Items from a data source
====
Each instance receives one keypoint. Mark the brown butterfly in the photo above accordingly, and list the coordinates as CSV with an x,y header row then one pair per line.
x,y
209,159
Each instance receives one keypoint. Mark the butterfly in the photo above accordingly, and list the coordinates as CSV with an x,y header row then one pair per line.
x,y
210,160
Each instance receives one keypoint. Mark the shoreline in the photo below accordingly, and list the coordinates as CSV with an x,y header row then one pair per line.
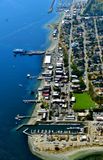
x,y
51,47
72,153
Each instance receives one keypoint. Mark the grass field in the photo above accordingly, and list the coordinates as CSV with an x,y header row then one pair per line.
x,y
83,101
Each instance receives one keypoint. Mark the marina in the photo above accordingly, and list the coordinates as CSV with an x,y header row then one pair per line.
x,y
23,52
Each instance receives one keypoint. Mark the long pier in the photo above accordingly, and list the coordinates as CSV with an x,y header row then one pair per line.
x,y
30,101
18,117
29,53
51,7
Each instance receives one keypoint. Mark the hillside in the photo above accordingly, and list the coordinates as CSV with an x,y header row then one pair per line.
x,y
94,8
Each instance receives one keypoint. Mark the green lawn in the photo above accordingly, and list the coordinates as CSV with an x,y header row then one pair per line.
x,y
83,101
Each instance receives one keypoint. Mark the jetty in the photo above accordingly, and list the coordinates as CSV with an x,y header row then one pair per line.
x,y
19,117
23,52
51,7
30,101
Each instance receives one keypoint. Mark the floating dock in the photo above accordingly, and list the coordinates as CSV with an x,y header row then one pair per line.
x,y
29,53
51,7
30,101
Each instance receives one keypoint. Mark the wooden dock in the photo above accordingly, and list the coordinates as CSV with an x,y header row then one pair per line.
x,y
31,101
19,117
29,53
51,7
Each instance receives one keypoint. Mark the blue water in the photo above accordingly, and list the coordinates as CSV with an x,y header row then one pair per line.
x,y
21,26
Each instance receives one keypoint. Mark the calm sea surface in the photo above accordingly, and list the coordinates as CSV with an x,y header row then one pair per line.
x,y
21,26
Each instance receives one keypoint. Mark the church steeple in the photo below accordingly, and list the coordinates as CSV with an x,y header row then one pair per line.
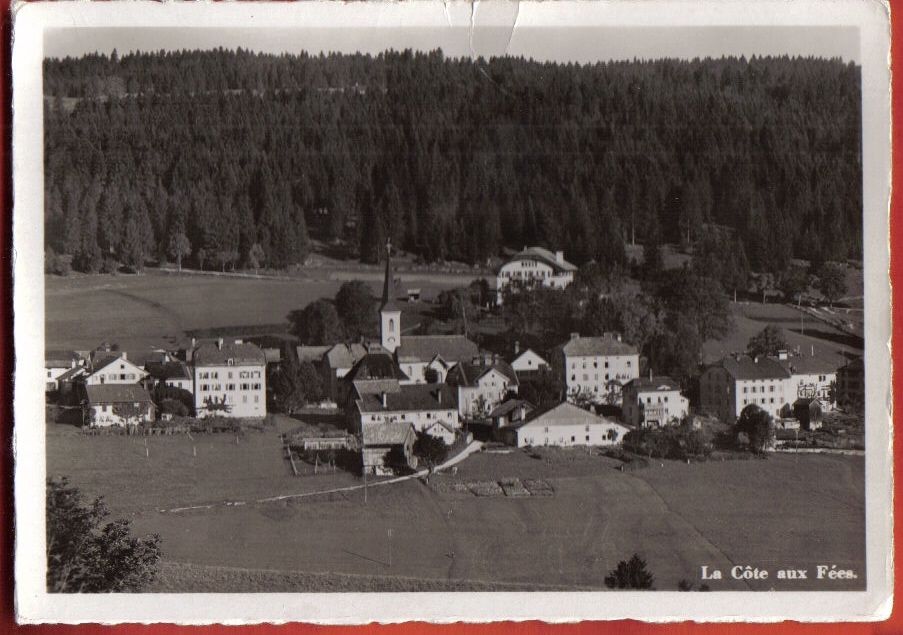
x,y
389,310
====
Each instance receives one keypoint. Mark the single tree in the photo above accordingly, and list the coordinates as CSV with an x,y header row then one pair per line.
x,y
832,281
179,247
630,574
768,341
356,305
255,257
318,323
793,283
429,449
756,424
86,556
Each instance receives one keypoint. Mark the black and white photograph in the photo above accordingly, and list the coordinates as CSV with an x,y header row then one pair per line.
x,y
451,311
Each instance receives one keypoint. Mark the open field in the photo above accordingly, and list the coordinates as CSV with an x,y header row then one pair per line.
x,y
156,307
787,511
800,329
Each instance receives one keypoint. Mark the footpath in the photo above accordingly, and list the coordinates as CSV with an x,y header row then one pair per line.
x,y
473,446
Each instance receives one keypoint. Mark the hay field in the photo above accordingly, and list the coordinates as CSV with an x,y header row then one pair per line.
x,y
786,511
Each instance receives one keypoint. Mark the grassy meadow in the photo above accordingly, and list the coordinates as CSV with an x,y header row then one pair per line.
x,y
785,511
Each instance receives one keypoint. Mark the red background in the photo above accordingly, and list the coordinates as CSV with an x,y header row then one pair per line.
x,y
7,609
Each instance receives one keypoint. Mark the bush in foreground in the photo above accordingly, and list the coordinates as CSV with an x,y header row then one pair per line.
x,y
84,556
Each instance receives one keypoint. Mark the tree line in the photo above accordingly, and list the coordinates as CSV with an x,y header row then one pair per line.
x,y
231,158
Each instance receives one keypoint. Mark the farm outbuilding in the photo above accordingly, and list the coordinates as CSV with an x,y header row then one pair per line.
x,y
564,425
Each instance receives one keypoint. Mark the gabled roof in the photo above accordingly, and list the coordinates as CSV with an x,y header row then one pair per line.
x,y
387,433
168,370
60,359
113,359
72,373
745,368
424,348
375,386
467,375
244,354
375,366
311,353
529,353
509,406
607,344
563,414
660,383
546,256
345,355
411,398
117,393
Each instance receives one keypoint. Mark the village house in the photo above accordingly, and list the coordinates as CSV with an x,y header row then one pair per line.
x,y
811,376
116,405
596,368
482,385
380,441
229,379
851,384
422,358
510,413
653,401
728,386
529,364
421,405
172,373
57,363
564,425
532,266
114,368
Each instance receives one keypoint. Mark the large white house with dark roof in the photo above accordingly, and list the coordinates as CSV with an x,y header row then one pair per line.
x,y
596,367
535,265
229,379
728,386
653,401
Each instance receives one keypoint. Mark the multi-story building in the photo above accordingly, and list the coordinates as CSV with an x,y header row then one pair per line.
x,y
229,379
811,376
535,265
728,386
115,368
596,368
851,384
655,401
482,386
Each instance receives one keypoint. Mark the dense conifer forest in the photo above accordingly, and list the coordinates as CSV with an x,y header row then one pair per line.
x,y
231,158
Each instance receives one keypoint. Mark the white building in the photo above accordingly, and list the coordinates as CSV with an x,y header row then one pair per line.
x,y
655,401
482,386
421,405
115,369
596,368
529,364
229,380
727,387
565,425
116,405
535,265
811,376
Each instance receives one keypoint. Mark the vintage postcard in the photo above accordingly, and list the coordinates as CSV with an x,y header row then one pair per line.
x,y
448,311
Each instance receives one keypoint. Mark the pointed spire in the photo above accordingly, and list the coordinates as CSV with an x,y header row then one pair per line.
====
#### [WHAT THE EXERCISE ASKS]
Could you transcribe the entries above word for word, from the line with "Each instance receives one keypoint. Mark the multi-story" down to the line with "Each instance receives one keypoint. Mark the pointed", keeping both?

#### [ANSWER SECTION]
Each instance receives one keypoint. Mark the multi-story building in the photo above accordingly, and list the coordinates as CSV with an x,y header row then one pair per line.
x,y
229,379
811,376
535,265
728,386
115,368
596,368
851,384
655,401
482,386
Each instance receives one keypoint. Mark the dense conifer forest in the photo above accordingly, and list the coordinates as CSV with an x,y header row then one pair per line.
x,y
231,158
Each instance receives one keypoint. Mark the white building in the photo above accordingly, and list the coordinates as CSV with an x,y header row then one pair per line.
x,y
655,401
482,386
421,405
115,369
596,368
529,364
229,380
727,387
565,425
116,405
535,265
811,376
Each instance receives one keypoint. Mark the vintage postcard in the photo above accordingly, and list the coordinates as CSV with an x,y header row then one pair per line.
x,y
448,311
Each instance receives one keypoint. Mark the pointed spire in the photo above accordingly, and list the coordinates as CSV with an x,y header row then one pair per line.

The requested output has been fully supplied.